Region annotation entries
■ ■ ■
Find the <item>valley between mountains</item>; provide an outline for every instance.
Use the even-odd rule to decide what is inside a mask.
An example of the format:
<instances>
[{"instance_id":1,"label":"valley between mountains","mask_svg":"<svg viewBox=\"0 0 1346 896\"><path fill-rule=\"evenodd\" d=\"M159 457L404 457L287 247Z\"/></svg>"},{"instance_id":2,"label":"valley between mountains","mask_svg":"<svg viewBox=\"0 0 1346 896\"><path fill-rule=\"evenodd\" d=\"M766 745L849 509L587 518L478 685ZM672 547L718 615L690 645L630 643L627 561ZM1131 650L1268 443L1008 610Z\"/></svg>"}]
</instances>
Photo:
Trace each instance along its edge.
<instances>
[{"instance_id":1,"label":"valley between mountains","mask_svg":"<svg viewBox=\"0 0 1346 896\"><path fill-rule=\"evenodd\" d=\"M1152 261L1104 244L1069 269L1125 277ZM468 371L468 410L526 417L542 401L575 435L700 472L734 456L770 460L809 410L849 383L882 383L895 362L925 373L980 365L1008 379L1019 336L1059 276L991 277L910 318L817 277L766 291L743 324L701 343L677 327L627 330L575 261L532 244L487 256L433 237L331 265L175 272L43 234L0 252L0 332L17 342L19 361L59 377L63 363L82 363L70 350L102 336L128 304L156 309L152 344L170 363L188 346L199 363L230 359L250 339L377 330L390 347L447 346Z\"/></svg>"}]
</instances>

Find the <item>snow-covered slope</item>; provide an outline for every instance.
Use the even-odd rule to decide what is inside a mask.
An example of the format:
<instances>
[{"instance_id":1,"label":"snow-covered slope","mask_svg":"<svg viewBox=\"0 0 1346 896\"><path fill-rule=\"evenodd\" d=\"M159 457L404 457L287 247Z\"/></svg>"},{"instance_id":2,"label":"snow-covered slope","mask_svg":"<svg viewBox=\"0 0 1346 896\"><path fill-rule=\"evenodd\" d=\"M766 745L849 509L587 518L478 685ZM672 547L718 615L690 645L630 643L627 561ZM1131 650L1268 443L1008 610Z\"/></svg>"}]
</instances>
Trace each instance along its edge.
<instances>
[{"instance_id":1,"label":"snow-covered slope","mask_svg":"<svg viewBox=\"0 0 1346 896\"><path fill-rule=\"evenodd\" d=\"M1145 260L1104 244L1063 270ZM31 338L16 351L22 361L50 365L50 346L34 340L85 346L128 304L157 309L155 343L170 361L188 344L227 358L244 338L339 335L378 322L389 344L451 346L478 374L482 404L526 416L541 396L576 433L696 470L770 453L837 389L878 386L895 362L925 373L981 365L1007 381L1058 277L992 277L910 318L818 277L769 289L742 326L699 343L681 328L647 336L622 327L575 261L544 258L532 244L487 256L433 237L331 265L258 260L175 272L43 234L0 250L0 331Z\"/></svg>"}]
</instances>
■ ■ ■
What you need to do: Extract the part of the listing that starts at the line containing "Find the <item>snow-covered" and runs through the last line of the listing, both ends included, and reproduce it character for character.

Task output:
Find the <item>snow-covered slope</item>; provide an outline for every instance.
Use the even-odd rule to decide what is inside a mask.
An example of the format:
<instances>
[{"instance_id":1,"label":"snow-covered slope","mask_svg":"<svg viewBox=\"0 0 1346 896\"><path fill-rule=\"evenodd\" d=\"M159 457L404 457L287 247Z\"/></svg>"},{"instance_id":2,"label":"snow-covered slope","mask_svg":"<svg viewBox=\"0 0 1346 896\"><path fill-rule=\"evenodd\" d=\"M766 745L849 509L587 518L478 685ZM672 547L718 615L690 645L630 643L627 561ZM1131 650L1268 443L1008 610Z\"/></svg>"}]
</instances>
Trace each instance along its edge.
<instances>
[{"instance_id":1,"label":"snow-covered slope","mask_svg":"<svg viewBox=\"0 0 1346 896\"><path fill-rule=\"evenodd\" d=\"M1145 260L1104 244L1063 270ZM31 338L16 351L22 361L50 365L50 346L34 340L85 346L128 304L157 309L155 343L170 361L188 344L227 358L244 338L339 335L378 322L389 344L451 346L478 374L482 404L526 416L541 396L576 433L696 470L770 453L837 389L878 386L895 362L925 373L981 365L1007 381L1058 277L992 277L910 318L818 277L769 289L742 326L699 343L681 328L647 336L622 327L575 261L544 258L532 244L487 256L433 237L331 265L258 260L175 272L43 234L0 250L0 331Z\"/></svg>"}]
</instances>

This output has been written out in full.